» RECORD EXCERPTS:
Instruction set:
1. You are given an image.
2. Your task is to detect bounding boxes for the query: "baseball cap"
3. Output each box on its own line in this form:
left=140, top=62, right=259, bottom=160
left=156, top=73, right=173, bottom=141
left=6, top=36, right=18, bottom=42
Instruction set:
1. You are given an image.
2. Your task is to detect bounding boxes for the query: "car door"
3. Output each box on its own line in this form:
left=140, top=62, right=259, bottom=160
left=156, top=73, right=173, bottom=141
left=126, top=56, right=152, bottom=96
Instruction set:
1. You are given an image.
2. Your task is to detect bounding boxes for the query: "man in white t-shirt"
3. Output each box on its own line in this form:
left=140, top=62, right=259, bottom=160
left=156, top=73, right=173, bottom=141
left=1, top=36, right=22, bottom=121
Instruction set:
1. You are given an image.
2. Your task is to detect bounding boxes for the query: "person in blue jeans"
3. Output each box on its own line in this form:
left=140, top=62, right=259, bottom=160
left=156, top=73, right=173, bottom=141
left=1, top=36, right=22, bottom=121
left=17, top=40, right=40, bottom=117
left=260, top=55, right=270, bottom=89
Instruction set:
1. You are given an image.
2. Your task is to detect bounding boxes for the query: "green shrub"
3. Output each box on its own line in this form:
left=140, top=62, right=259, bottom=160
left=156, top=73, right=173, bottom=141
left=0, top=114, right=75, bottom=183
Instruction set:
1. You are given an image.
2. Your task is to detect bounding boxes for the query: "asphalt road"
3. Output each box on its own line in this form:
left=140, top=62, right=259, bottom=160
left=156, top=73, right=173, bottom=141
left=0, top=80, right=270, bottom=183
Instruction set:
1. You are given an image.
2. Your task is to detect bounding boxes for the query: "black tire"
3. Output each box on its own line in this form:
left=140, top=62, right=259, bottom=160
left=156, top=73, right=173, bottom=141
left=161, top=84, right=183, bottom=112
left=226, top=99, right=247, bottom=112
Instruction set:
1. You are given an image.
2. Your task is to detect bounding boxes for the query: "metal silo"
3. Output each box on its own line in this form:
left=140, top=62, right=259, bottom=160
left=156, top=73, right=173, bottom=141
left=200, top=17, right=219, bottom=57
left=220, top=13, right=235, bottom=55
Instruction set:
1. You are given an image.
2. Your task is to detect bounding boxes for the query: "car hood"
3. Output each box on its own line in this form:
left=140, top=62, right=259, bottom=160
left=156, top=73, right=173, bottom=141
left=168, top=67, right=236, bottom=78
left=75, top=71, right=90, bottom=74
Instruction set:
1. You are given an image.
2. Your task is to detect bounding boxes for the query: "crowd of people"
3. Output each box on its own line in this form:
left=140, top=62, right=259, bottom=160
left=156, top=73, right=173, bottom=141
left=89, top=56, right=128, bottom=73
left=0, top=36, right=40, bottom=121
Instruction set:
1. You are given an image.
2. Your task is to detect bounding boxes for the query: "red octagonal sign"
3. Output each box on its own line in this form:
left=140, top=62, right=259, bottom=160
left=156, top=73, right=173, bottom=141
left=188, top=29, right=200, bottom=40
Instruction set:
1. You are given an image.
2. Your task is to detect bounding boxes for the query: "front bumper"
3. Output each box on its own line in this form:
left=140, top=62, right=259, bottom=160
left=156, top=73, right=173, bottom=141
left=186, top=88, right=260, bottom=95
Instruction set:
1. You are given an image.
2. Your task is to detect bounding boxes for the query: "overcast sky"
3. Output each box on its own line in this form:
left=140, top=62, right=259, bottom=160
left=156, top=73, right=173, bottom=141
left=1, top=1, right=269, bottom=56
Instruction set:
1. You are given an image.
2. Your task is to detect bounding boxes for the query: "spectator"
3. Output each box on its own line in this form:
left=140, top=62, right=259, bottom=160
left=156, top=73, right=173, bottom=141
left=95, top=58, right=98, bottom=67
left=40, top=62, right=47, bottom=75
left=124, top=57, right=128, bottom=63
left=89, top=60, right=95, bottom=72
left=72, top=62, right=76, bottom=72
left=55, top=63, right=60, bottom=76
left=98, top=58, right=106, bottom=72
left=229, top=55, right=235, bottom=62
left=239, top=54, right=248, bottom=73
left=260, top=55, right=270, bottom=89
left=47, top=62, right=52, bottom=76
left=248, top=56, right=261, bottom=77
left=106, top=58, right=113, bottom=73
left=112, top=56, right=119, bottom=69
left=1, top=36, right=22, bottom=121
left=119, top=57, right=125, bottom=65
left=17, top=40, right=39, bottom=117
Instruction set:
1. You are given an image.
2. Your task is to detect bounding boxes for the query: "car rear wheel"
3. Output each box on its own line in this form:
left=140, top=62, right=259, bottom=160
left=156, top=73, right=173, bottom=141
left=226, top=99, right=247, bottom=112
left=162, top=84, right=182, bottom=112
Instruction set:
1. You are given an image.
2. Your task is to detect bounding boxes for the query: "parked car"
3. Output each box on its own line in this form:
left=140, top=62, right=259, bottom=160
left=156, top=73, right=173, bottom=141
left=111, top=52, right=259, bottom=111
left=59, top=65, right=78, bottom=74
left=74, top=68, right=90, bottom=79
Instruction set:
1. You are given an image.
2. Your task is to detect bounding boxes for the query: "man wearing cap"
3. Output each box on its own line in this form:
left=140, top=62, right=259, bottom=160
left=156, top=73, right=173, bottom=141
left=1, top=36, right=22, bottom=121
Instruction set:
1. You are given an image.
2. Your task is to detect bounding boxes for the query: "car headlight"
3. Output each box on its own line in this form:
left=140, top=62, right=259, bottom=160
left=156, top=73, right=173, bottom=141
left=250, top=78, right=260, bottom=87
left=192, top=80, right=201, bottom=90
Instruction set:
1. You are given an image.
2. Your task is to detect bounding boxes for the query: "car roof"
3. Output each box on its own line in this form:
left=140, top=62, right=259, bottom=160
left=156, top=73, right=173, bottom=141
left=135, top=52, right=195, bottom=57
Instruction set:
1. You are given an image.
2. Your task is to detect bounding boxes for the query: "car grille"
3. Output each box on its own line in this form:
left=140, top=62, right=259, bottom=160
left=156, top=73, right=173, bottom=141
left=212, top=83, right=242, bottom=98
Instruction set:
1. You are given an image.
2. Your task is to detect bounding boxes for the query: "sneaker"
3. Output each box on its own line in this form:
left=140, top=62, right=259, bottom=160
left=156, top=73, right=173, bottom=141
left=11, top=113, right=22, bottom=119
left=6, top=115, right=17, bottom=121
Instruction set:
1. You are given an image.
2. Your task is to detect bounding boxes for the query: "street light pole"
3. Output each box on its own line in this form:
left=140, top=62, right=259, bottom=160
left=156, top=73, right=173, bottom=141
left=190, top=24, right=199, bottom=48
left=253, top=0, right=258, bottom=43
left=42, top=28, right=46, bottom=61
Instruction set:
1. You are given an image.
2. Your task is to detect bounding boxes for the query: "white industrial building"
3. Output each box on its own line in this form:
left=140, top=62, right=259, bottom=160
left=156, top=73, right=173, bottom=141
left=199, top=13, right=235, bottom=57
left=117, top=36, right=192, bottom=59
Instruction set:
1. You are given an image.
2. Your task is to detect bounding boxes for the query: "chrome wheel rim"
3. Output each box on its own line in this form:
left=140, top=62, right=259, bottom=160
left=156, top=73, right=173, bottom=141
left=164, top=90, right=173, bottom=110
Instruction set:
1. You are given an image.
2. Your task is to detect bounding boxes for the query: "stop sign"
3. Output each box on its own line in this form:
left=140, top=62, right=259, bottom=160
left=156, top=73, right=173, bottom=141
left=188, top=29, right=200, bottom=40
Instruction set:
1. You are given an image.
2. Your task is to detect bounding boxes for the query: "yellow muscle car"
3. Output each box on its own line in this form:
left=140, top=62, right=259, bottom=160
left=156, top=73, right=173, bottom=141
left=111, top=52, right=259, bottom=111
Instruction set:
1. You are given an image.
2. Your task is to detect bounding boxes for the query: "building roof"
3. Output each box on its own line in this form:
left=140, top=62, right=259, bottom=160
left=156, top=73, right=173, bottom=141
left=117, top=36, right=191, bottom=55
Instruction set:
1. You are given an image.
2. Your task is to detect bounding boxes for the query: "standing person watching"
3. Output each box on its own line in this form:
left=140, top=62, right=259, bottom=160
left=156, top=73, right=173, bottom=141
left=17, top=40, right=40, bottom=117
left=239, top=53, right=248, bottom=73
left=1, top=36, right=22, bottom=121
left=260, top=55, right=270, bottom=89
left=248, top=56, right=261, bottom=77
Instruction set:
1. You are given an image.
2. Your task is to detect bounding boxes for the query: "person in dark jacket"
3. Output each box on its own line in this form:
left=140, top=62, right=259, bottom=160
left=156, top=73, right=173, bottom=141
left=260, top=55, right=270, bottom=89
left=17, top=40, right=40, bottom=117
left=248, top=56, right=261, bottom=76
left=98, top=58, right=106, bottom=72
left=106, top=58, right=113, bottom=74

» EXERCISE: Convert the entries, from the first line through the line containing "left=6, top=36, right=18, bottom=42", inclusive, into a two-column CSV with the header text,answer and one row per entry. Put each entry's text and its answer in their own quoted field, with line breaks replaced by spaces.

» ANSWER FOR THIS EXERCISE:
text,answer
"Instruction set: 1. You are given an image. 2. Your task is to detect bounding boxes for the query: ""baseball cap"" 3. Output each box on its own line in this form: left=140, top=62, right=259, bottom=160 left=156, top=73, right=173, bottom=141","left=6, top=36, right=18, bottom=42"